Job 1 →
Answer these questions using the article on the Walla Walla dance teacher's retirement:
(a) Since what year has Idalee Hutson-Fish been in Walla Walla?
(b) To which organization is she passing her studio?
(c) Which dance company did Charles Bennett found?
Job 2 →
Extend the article on the Walla Walla dance teacher's retirement with a few more paragraphs that pick up after its final quotation.

Walla Walla dance teacher set to retire, passing studio onto Walla Walla Summer Theater
By Rylee Fitzgerald,
2024-05-14
WALLA WALL, Wash. — A dance teacher in Walla Walla is celebrating her retirement in no better way than with a ballet. Idalee Hutson-Fish has been in Walla Walla since 1976, performing first for a summer’s production of ‘Trails West,’ choreographed by Charles Bennett, and then opening up her own ballet studio, the Dance Center of Walla Walla .
The Dance Center of Walla Walla
After decades in Walla Walla, owning that studio for decades, taking dancers on tours to Italy, teaching dance at Whitman College and much more, Idalee decided to pull her legacy into a full circle, passing the studio to the Walla Walla Summer Theater , the reason she came to the community all those years ago, as she prepared to retire.
“We had five weeks of rehearsal and it was six weeks of performing six nights a week. Charles Bennett was the choreographer for the show,” explained Idalee Hutson-Fish.
The show, ‘ Trails West ’ in 1976 and 1977, was choreographed by Bennett, the founder of First Chamber Dance Company in Seattle, where Hutson-Fish apprenticed after leaving Juilliard.
“‘I'm doing this big, huge musical theater piece in a place called Walla Walla and I need you,’ and this was Friday morning and he says, ‘You have till five o'clock Friday night to tell me yes, because you have to be here on Monday,’” quoted Hutson-Fish.

Given information →
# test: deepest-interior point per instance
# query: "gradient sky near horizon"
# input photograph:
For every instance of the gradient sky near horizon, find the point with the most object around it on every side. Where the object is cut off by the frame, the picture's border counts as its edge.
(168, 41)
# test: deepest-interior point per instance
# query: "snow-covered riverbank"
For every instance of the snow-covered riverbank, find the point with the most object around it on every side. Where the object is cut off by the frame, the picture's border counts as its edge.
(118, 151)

...

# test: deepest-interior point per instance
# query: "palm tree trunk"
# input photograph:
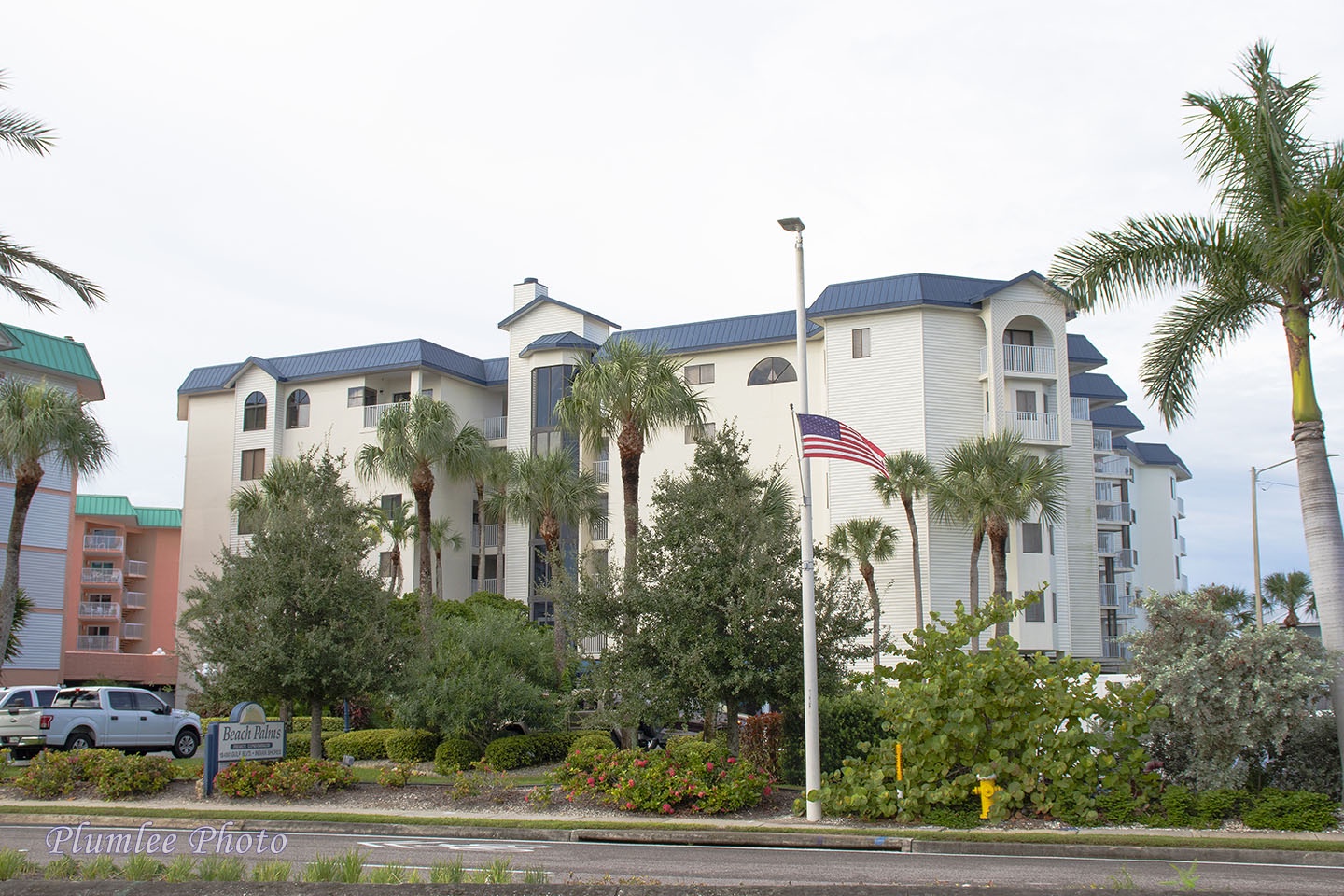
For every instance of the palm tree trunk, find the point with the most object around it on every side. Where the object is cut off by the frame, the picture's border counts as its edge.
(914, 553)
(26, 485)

* * *

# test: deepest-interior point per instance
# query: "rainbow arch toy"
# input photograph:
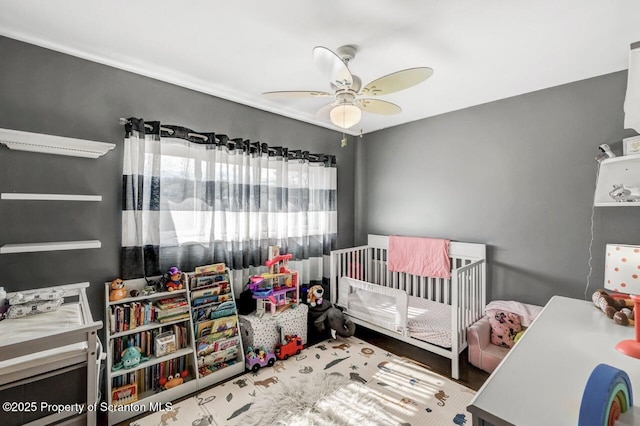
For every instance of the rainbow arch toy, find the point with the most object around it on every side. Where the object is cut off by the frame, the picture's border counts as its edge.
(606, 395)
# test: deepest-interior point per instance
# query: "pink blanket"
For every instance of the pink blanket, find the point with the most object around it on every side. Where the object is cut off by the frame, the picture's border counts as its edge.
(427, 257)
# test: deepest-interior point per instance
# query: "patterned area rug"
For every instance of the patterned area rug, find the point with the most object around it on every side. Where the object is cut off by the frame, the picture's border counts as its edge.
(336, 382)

Written reply 1 →
(a) 1976
(b) The Walla Walla Summer Theater
(c) First Chamber Dance Company in Seattle

Written reply 2 →
She packed up her things and crossed from the western Washington, to small-town Walla Walla. She set up shop in 1986: The Dance Center of Walla Walla.
She explained that her philosophy of dance was all about sharing the gift you love. “It didn't matter if they did a perfect pirouette to me. If they did a pirouette and loved it, that was what was important,” said Hutson-Fish.
Hutson-Fish had a professional ballet career as a soloist from 1981 to 1983 with the Arizona Metropolitan Ballet. For 10 years in the 2000s, she also taught ballet at the Umbra Institute in Perugia, Italy during the summers, and then continued to bring dancers for ballet tours in Italy for several years after that.
Walla Walla Summer Theater
The Walla Walla Summer Theater (WWST) is planning to carry forward her legacy, and keep arts in the upstairs studio on the corner of Alder and Colville, in downtown Walla Walla. Taking over the space means the ability to accommodate larger class enrollments, and give more opportunities to students for the WWST.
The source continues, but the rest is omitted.